• Task instructions: Format the lines below as a Markdown table with two columns, "Row" and "Line". Number each row and leave out blank lines.

• Data supplied:
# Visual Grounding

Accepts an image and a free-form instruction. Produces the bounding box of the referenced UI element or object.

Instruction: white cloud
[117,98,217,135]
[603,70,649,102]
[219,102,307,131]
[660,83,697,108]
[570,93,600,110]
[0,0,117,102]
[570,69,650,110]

• Written answer:
| Row | Line |
|---|---|
| 1 | # Visual Grounding |
| 2 | Accepts an image and a free-form instruction. Produces the bounding box of the referenced UI element or object. |
| 3 | Instruction: white cloud |
| 4 | [117,98,217,135] |
| 5 | [603,70,649,102] |
| 6 | [219,102,307,131] |
| 7 | [660,83,697,108] |
| 8 | [570,93,600,110] |
| 9 | [0,0,117,102] |
| 10 | [570,69,650,110] |